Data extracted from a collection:
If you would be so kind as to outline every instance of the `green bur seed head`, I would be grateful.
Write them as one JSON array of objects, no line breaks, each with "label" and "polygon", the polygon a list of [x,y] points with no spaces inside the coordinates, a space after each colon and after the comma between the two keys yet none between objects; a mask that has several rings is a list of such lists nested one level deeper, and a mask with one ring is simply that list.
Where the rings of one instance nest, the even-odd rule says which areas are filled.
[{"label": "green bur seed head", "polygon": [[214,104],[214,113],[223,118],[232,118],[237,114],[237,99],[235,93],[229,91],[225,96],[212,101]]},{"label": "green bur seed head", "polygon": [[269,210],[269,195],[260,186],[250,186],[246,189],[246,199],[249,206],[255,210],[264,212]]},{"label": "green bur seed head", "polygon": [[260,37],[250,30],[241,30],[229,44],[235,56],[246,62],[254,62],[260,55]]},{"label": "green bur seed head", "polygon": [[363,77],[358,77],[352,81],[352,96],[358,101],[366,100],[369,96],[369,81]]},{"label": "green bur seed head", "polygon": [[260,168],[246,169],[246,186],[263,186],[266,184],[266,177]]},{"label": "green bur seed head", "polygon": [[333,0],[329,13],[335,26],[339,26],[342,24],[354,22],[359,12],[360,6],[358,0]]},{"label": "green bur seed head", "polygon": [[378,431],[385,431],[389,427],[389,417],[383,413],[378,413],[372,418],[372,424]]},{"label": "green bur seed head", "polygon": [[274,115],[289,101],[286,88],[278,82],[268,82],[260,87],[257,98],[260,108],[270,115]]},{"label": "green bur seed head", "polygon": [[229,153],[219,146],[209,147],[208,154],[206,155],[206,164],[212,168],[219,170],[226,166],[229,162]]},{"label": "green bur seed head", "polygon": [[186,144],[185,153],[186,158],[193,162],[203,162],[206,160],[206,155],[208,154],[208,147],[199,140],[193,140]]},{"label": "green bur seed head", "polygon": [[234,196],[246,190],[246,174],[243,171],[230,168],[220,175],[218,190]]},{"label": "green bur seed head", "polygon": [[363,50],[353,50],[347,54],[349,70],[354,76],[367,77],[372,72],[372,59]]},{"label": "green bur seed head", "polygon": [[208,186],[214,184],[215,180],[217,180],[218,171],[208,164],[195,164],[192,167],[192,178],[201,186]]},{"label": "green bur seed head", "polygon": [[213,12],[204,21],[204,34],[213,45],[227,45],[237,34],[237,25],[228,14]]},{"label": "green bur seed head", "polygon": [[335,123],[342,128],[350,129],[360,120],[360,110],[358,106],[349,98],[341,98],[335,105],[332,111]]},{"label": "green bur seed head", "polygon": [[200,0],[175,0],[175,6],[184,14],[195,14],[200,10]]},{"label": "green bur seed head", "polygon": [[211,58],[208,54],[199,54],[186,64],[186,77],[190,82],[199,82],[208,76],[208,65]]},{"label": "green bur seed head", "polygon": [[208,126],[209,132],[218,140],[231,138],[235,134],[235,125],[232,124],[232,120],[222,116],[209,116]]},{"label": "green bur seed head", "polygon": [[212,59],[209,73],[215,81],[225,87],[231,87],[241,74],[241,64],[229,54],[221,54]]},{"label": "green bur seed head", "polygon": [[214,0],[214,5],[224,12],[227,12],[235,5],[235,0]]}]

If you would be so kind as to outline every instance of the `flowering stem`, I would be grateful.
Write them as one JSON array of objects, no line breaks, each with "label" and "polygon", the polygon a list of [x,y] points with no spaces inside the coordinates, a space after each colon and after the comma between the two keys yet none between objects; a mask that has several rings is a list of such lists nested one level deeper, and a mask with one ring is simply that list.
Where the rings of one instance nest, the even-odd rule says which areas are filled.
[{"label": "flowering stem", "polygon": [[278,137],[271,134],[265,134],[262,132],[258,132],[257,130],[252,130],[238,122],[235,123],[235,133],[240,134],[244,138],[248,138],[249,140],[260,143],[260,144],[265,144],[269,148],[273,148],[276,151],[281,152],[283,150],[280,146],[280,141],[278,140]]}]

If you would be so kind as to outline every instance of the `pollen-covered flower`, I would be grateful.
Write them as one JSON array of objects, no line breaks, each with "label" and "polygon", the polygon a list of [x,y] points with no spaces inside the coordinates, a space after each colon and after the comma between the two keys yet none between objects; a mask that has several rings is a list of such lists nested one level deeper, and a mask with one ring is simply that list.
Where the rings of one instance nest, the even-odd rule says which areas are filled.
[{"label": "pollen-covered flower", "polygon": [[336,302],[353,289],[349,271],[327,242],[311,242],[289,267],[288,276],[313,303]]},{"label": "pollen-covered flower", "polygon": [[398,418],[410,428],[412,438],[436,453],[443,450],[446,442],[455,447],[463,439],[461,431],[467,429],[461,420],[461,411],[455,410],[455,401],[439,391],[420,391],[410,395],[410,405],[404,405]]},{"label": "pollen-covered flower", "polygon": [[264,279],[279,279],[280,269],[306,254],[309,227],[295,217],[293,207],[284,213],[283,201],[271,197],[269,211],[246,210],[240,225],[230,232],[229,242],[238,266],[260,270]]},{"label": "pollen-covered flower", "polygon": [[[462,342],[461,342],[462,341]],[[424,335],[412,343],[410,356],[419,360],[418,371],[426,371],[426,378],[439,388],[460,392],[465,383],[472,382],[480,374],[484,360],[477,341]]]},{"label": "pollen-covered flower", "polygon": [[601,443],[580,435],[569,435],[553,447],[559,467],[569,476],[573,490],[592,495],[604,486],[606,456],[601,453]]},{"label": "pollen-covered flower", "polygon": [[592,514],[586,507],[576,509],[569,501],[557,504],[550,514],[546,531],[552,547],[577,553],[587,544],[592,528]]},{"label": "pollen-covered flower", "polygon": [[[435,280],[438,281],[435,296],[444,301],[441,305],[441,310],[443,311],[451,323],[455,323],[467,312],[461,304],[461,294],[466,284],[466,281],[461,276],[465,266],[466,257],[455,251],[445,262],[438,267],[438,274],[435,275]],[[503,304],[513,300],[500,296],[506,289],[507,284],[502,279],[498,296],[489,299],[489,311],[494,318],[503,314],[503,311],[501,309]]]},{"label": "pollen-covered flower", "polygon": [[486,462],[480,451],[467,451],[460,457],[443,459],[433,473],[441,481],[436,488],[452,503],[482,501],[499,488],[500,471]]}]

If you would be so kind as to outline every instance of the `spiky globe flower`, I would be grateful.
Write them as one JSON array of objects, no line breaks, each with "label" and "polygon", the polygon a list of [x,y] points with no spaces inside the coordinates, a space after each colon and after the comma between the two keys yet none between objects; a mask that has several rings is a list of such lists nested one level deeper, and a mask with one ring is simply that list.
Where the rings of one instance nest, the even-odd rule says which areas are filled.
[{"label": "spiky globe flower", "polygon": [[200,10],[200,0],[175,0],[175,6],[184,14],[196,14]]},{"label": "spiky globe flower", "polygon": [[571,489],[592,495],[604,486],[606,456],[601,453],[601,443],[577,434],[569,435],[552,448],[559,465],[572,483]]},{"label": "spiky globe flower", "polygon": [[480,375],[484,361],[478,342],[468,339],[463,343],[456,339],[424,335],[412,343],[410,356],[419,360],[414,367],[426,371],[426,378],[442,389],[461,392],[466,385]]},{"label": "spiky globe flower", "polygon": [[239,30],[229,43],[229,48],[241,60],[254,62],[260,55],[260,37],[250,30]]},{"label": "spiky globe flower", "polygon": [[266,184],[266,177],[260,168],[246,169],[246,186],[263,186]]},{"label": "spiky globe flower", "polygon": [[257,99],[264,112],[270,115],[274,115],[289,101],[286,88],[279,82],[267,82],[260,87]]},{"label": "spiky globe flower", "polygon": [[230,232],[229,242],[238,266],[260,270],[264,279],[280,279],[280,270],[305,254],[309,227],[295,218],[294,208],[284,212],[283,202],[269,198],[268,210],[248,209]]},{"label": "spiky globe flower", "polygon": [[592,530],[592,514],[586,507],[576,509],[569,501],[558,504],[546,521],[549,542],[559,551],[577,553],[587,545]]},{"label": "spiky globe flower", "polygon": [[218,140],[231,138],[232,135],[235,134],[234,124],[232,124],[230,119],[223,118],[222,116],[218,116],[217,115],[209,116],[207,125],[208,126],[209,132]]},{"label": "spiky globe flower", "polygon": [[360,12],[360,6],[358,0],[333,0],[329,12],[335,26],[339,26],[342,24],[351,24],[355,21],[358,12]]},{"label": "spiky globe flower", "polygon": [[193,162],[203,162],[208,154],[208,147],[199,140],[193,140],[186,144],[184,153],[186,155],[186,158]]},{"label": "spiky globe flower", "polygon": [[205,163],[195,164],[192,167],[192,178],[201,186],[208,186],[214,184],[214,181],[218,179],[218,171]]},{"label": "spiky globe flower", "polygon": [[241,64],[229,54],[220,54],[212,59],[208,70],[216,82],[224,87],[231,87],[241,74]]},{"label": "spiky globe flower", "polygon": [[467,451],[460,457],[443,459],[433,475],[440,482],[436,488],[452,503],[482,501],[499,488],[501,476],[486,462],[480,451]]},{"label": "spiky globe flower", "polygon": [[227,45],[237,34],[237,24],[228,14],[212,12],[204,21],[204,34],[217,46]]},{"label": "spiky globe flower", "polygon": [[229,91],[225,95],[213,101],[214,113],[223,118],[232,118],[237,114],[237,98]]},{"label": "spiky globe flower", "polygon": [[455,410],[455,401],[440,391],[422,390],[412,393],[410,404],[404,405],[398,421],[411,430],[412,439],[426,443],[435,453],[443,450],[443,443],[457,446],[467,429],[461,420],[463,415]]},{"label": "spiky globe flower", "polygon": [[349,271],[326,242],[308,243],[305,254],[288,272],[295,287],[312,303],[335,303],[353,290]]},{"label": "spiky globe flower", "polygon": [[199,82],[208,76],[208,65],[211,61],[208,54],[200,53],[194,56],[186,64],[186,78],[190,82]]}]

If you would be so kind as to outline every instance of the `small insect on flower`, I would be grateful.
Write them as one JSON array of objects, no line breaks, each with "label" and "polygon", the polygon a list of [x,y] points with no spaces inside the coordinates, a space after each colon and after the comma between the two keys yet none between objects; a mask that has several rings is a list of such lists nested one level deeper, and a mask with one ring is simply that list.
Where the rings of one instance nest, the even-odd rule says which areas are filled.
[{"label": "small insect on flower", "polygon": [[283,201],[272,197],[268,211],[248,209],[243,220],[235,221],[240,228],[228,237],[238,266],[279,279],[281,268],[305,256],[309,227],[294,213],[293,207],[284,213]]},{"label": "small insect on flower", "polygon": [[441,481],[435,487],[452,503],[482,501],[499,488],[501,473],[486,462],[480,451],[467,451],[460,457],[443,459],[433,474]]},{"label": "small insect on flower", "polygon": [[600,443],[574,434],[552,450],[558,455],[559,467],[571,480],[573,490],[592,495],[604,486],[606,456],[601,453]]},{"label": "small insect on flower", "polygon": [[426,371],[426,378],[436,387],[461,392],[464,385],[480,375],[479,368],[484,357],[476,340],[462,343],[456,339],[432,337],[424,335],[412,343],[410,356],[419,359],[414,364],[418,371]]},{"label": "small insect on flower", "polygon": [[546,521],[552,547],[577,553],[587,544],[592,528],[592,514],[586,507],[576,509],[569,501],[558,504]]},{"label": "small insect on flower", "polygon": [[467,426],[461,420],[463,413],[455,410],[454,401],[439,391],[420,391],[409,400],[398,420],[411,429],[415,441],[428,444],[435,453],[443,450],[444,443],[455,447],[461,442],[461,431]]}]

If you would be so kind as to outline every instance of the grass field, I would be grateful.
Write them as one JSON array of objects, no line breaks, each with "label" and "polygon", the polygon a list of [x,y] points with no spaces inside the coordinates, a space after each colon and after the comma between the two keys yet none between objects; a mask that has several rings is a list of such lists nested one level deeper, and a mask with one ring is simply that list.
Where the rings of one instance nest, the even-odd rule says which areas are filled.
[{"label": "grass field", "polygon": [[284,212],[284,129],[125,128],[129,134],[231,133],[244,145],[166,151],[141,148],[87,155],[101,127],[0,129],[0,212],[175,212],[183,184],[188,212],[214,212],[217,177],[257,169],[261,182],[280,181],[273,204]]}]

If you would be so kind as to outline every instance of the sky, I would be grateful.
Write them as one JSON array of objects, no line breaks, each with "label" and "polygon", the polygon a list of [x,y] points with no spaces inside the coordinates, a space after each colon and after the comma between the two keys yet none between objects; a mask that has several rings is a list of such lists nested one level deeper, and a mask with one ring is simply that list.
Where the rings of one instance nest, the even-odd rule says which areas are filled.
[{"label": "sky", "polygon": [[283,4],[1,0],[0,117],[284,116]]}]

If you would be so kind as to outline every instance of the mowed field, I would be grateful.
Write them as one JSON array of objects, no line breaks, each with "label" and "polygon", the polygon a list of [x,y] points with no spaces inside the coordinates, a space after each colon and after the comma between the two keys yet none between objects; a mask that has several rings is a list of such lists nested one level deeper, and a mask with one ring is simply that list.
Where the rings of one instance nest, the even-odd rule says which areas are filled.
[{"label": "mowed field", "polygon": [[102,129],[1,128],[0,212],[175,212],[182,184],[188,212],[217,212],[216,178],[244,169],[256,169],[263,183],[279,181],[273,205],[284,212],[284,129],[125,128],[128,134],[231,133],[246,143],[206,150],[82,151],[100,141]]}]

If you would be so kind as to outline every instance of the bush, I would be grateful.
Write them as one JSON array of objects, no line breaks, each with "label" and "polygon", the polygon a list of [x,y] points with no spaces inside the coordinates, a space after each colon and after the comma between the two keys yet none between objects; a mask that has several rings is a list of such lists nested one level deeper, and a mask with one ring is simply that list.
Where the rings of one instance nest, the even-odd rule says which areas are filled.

■ **YOUR INSTRUCTIONS**: Please transcribe the records between the line holding "mowed field, I would be grateful." and the end of the records, inclusive.

■ **ANSWER BELOW**:
If you would be so kind as to outline every instance of the mowed field, I would be grateful.
Write them as one JSON array of objects, no line breaks, each with "label" and "polygon", the polygon a list of [x,y] points with no spaces inside the coordinates, a space after each colon and after the comma between the two keys yet none between objects; a mask that has several rings is a list of such lists nested one level deeper, and a mask with one ring is simply that list.
Where the rings of one instance nest, the even-odd rule says which areas are filled.
[{"label": "mowed field", "polygon": [[102,129],[1,128],[0,212],[175,212],[182,184],[188,212],[217,212],[216,178],[244,169],[256,169],[263,183],[279,181],[273,205],[284,212],[284,129],[125,128],[128,134],[231,133],[246,143],[206,150],[82,151],[100,141]]}]

If you would be so kind as to outline every instance of the bush, I would be grateful.
Write them as one JSON array of objects, no line breaks, each with "label" and "polygon", the polygon a list of [x,y] points with no spaces inside the coordinates, a space after each colon and after the comma between the two keys yet none between objects; a mask that has several rings is a list of such lists nested one level deeper, and a mask with one ring is simply that list.
Where the rings of one instance nest, the even-odd rule says which areas are filled.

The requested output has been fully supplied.